The whole listing, pictures aside, should be reproduced exactly.

*SOURCE INFORMATION:*
__________________________________________________

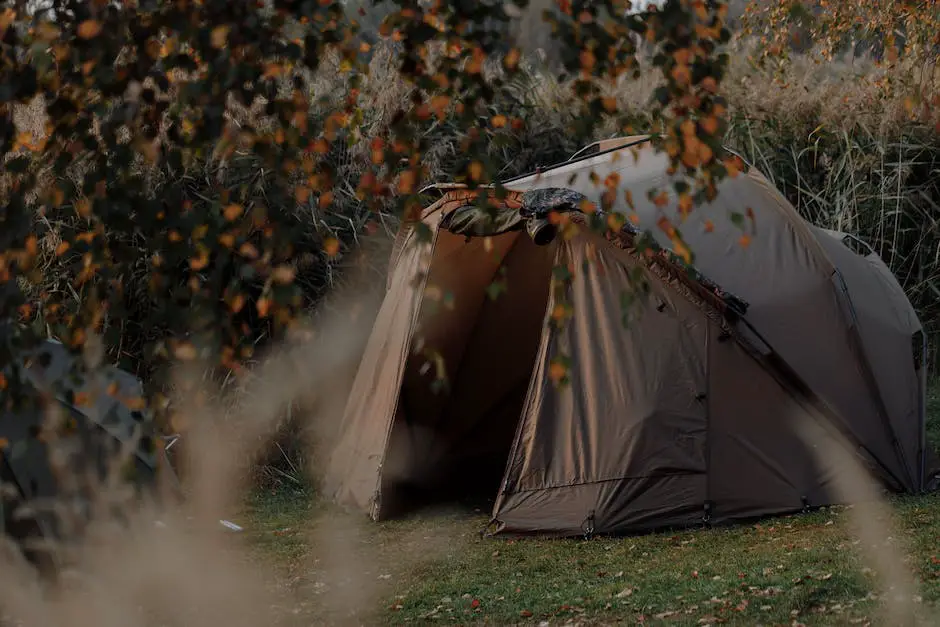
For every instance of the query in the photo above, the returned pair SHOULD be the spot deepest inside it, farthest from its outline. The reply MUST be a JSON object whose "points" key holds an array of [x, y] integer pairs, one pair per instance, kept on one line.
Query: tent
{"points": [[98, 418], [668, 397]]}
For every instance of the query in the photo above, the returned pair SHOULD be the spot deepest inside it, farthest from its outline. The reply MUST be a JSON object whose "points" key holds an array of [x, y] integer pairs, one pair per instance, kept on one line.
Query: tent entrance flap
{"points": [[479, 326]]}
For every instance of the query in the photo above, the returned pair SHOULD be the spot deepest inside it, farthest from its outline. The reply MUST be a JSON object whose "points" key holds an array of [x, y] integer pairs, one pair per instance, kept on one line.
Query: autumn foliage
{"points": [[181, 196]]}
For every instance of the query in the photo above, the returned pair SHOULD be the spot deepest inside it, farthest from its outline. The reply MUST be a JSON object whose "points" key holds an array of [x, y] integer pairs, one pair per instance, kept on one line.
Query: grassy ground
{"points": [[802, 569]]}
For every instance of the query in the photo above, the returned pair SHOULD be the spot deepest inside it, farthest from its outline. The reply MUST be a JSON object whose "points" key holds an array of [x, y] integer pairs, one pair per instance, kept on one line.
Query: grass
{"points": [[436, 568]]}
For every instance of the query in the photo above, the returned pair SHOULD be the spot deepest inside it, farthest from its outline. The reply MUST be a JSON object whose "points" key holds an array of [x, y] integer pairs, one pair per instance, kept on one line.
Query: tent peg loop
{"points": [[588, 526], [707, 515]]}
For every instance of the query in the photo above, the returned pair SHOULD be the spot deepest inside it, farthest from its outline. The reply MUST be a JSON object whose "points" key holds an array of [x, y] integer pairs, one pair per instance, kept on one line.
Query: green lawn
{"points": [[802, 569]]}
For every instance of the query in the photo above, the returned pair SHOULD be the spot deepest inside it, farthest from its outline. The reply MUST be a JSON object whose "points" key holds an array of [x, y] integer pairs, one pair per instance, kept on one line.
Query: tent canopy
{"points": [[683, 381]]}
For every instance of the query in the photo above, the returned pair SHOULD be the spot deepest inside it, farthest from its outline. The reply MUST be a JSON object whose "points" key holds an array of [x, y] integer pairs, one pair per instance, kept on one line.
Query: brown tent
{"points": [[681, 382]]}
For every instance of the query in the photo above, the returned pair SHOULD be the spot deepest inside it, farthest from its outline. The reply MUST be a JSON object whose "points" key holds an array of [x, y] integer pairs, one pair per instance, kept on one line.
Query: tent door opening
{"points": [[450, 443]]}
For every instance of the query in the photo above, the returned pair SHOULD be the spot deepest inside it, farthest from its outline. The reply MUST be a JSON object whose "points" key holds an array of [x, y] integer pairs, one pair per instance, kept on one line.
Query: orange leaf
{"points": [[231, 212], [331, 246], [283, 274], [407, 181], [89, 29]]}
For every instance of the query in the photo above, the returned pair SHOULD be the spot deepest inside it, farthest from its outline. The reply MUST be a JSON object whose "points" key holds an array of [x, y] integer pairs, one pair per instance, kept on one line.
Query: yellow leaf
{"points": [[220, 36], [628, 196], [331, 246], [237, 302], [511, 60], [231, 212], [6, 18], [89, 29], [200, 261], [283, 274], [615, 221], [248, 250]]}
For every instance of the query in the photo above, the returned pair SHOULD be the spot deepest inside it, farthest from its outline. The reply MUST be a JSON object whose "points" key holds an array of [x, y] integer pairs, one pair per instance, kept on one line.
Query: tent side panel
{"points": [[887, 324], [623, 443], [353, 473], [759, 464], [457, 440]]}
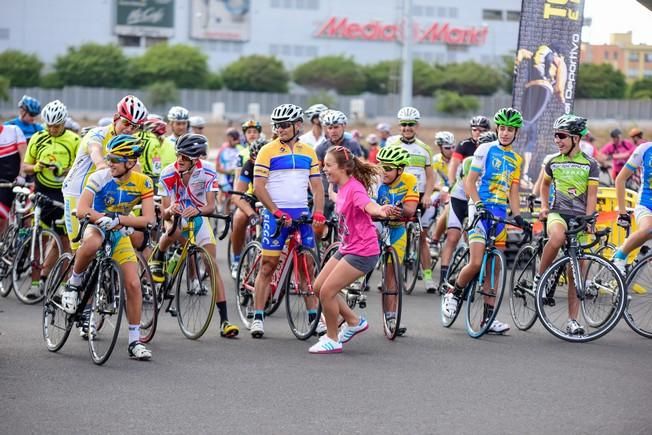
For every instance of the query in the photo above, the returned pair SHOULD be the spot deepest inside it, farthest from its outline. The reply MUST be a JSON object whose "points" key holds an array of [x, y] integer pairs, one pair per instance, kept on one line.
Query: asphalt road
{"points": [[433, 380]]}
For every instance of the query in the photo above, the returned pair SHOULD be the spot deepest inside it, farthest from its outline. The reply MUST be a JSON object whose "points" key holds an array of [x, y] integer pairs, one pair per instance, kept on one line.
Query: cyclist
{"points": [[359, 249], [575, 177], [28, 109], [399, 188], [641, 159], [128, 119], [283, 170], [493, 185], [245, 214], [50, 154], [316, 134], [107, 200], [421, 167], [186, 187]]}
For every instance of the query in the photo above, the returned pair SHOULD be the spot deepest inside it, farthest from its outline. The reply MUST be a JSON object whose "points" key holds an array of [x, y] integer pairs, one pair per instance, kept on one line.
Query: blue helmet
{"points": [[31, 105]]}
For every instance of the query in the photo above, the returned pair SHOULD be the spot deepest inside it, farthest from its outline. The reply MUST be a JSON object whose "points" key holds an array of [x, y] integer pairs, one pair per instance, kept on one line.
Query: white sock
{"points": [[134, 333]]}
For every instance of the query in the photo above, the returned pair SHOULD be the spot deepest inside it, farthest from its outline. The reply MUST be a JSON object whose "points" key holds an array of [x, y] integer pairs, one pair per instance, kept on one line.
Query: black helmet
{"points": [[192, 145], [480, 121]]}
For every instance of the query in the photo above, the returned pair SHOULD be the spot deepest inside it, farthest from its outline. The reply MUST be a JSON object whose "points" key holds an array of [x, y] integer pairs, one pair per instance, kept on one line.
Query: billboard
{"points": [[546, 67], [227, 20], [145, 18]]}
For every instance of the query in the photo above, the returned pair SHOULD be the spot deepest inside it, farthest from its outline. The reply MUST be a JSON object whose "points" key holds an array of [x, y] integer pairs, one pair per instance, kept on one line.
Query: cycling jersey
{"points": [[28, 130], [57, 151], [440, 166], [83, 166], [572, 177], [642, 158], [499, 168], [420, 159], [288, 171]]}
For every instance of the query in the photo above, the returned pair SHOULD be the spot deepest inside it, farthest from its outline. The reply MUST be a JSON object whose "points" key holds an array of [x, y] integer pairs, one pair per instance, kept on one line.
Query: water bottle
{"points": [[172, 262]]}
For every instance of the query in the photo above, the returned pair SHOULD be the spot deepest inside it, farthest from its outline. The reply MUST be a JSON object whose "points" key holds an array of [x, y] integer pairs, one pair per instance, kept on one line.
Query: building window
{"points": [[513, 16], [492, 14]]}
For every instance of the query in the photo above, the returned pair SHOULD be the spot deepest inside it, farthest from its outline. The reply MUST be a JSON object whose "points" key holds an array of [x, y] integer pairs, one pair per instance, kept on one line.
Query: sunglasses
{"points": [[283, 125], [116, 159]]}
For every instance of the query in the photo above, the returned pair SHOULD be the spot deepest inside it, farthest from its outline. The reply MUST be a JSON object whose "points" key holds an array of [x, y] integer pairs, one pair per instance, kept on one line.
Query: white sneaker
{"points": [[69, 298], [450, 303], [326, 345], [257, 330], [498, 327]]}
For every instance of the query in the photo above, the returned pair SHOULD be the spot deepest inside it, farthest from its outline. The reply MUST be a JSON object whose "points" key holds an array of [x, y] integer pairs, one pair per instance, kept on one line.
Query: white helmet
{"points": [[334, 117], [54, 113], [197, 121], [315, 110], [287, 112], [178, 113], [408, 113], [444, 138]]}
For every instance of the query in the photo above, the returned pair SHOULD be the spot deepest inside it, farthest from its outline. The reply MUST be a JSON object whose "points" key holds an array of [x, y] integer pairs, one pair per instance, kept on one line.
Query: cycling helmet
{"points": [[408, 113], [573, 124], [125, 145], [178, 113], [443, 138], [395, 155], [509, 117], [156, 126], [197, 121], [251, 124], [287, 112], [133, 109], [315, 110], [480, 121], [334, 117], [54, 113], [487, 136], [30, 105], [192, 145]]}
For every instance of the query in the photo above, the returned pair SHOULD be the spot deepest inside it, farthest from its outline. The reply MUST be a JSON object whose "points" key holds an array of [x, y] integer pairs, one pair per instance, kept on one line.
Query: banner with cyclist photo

__________________________________________________

*ANSWER SECTION:*
For every instance of the query in the photo above, the returned pair SHOULD be the spot deepest inside it, farthest from its outline. The reply MUST be a JSON object whose "points" key holds an array of [x, y] integer pairs, one pair per instance, kept on one line.
Query: tent
{"points": [[98, 418], [668, 397]]}
For every instance of the query in the photo above, the returned pair SHOULD be the spot deepest inside it, farthest from its outline. The reply MUST be a JSON object whose "points" key holds an array of [x, y] integer pairs, one pair per instance, kept on one line.
Query: tent entrance flap
{"points": [[479, 326]]}
For every instance of the query in the photo above, the returned pair SHOULD be the spot deepest inside it, farthest from its outline. The reply MUST be a JSON object whose "points" key holds an array of [x, y] integer pairs, one pair per instance, kept on one line.
Query: autumn foliage
{"points": [[181, 196]]}
For every instance of the query in the photo above, the returned pair SHOULD be the spot deepest inside it, farthest from its outline. The reply MUST be a JSON object whose "points" key holds an array of [x, y] integer pairs, one pair per instance, kept on one line.
Query: grassy ground
{"points": [[802, 569]]}
For every instance of the query in the photo above, the returned pair SHOULD be the spot deepest inside it, farthest from its outline. The reply MUST be a JSON object whose "points" key holds an array of [x, y] integer pairs, one pair per instance, kept on one line.
Query: grass
{"points": [[436, 568]]}
For every instance of the query in the photo above, the returned pair SHOULD be the spot deepest inside it, farthest from its outline. The reply MUST be a JSON object whose "points" key holds an array of [x, y] integer pairs, one pair per instance, kept on one line.
Query: tent peg loop
{"points": [[588, 526], [707, 515]]}
For every instance of the query in the photo above, the returned pair SHOULD be the spot deepest inside it, farthest from its outline. The reply MUST be a JSON object whose "points" key holds an array of [x, y] integer pairs, one pair per instance, kept on one line.
Query: green lawn
{"points": [[802, 569]]}
For every instance of the query in the photo above, the returned pair SHOULD be the spot deepest inside it, farthest from its outline. The reply MUST be a JSON object whose "points" key holds an array of [x, y] integer pairs, one pair per instance, kept on one line.
Query: tent canopy
{"points": [[683, 381]]}
For every instance of the query in the photo above, the returned pair SHOULD be the spot deepest inside it, farthest from its outline. The reply MUST be a JSON object whose "points" key holds an array of [x, y] integer pairs, one pair per instance, kept on one line.
Query: brown tent
{"points": [[681, 382]]}
For every instance of the query in the photo above, the returned pair SHOULD be the spot deepest inside it, farthest from its outline. The reply MUST be a JSON object whose "points" key holds an array of [x, y] integer pairs, one pair per instance, kept on one line.
Query: tent door opening
{"points": [[450, 443]]}
For every instance of the query in the photo above, the returned pair SHOULD be the spot deepest inside it, farthest from its outline. The reply MUST be a JSON object whose "points" key holds an array of [x, y] integer pairs, one pair per instance, kept on one line.
Query: orange leaf
{"points": [[231, 212], [331, 246], [283, 274], [407, 181], [89, 29]]}
For every instance of the query in the photo above, the returned pair SHOULD be the spot deepest inside it, farthest from its outline. The reply MUST be a JSON object whose "points" key holds an array of [x, y] integer pairs, one pair per instance, kept on one line.
Query: yellow leaf
{"points": [[220, 36], [628, 196], [331, 246], [237, 302], [511, 60], [231, 212], [6, 18], [89, 29], [200, 261], [283, 274], [615, 221], [248, 250]]}
For every instance of the query in the photo above, the returned pair SHOULD be the spot deepest inside it, farthest from its outline. The reply MUST be a JSON object whose "points" key holds an array of [x, y] integer pairs, one pair per instance, kept on one line.
Query: tent side panel
{"points": [[887, 324], [623, 443], [353, 473], [759, 464], [457, 440]]}
For every instance of the query in the photo above, the returned pair SHOULD be the spot deepest inside it, farthest from its outline. The reply MUST be a JSON object whose "points" key holds an array of [x, y] integer pairs, one pair per instance, kept on one line.
Query: asphalt road
{"points": [[433, 380]]}
For every instance of the query in the photo above, the returned pair SHOULD be the spot deepest inside it, farthest from its outline. The reply MUST be a JSON object whose "points" key holds an array of [x, y] integer pairs, one pair per instance, kept on one line.
Query: cyclist
{"points": [[359, 249], [575, 177], [28, 109], [399, 188], [641, 159], [128, 119], [283, 170], [493, 185], [245, 214], [50, 154], [316, 134], [107, 200], [421, 167], [186, 187]]}
For every instance of the query in the photo above, the returned pair SHOULD be the spot deepest inside it, farthest from its outline. The reply MUST be a JSON object whose "points" key holds an array of [x, y] integer pairs, one pair per instance, kept on one line.
Query: blue helmet
{"points": [[31, 105]]}
For every instance of the query in the photo above, the returned pair SHOULD be the spot deepest inside it, farthest from its outline. The reply MUST be a JSON object whose "points" key holds an array of [x, y] integer pairs, one pair per instance, kept on one line.
Query: white sock
{"points": [[134, 333]]}
For every instance of the query in the photo above, the returned pair SHOULD be the spot deepest inside it, farthest from its outline. The reply MUST be a JSON object whose "points" key holds an array of [x, y] integer pairs, one pair per instance, kept on one line.
Query: black helmet
{"points": [[192, 145], [480, 121]]}
For every instance of the query in the photo above, the returned pair SHOULD be the spot deepest inside it, farthest from its outline. The reply MUST be a JSON object whose "points" key holds an array of [x, y] integer pairs, one pair per instance, kept on one line.
Query: billboard
{"points": [[546, 67], [227, 20], [145, 18]]}
For every instance of the query in the photo above, the returned pair SHOULD be the spot deepest inside it, farthest from its outline. The reply MUST be a JSON object whose "points" key holds an array of [x, y] integer pairs, one pair per instance, kept on one line.
Query: cycling jersey
{"points": [[28, 130], [57, 151], [440, 166], [83, 166], [572, 177], [642, 158], [499, 168], [420, 159], [288, 171]]}
For every instance of the query in the photo above, the returned pair SHOULD be the spot deepest inside it, farthest from its outline. The reply MUST be a JSON object whose "points" key holds an array of [x, y] integer pairs, one pair per instance, kept on one line.
Query: water bottle
{"points": [[172, 262]]}
For every instance of the query in the photo above, the returned pair SHOULD be the spot deepest inside it, farthest from its outline. The reply MUST be a JSON object whose "points" key holds an array of [x, y] integer pairs, one pair per instance, kept on one line.
Query: building window
{"points": [[513, 16], [492, 14]]}
For every instance of the query in the photo above, the returned pair SHOULD be the spot deepest inside it, farthest from its outline. The reply MUST be a JSON object whose "points" key holds an array of [x, y] integer pairs, one pair per instance, kept on one line.
Query: sunglasses
{"points": [[283, 125], [116, 159]]}
For every instance of the query in the photo above, the returned pair SHOULD be the spot deepest inside it, farthest from its outline. The reply MUST be a JSON object whose "points" key holds an array of [x, y] integer pairs, one pair per instance, kept on one line.
Query: white sneaker
{"points": [[69, 298], [450, 303], [326, 345], [257, 330], [498, 327]]}
For every instance of the query in the photo above, the returned pair SHOULD be the spot deepest inside it, farthest from its outline. The reply MUST be a JSON object whose "points" key holds an array of [x, y] integer pairs, one pair per instance, kept on one line.
Query: white helmet
{"points": [[334, 117], [54, 113], [197, 121], [315, 110], [287, 112], [178, 113], [408, 113], [444, 138]]}
For every instance of the query in the photo above, the returned pair SHOULD be the spot deepest inside it, farthest from its outline. The reply MUST be a JSON object whose "points" key holds an array of [x, y] integer pairs, one pair per instance, kept on one line.
Query: cycling helmet
{"points": [[408, 113], [573, 124], [125, 145], [178, 113], [443, 138], [395, 155], [509, 117], [156, 126], [197, 121], [251, 124], [287, 112], [133, 109], [315, 110], [480, 121], [334, 117], [54, 113], [487, 136], [30, 105], [192, 145]]}
For every instance of the query in the photo above, the returned pair SHOULD be the spot deepest inside it, farthest from its outline. The reply MUST be a JSON object whose "points" key holds an array of [x, y] integer pairs, one pair per instance, kept on one line.
Query: banner with cyclist photo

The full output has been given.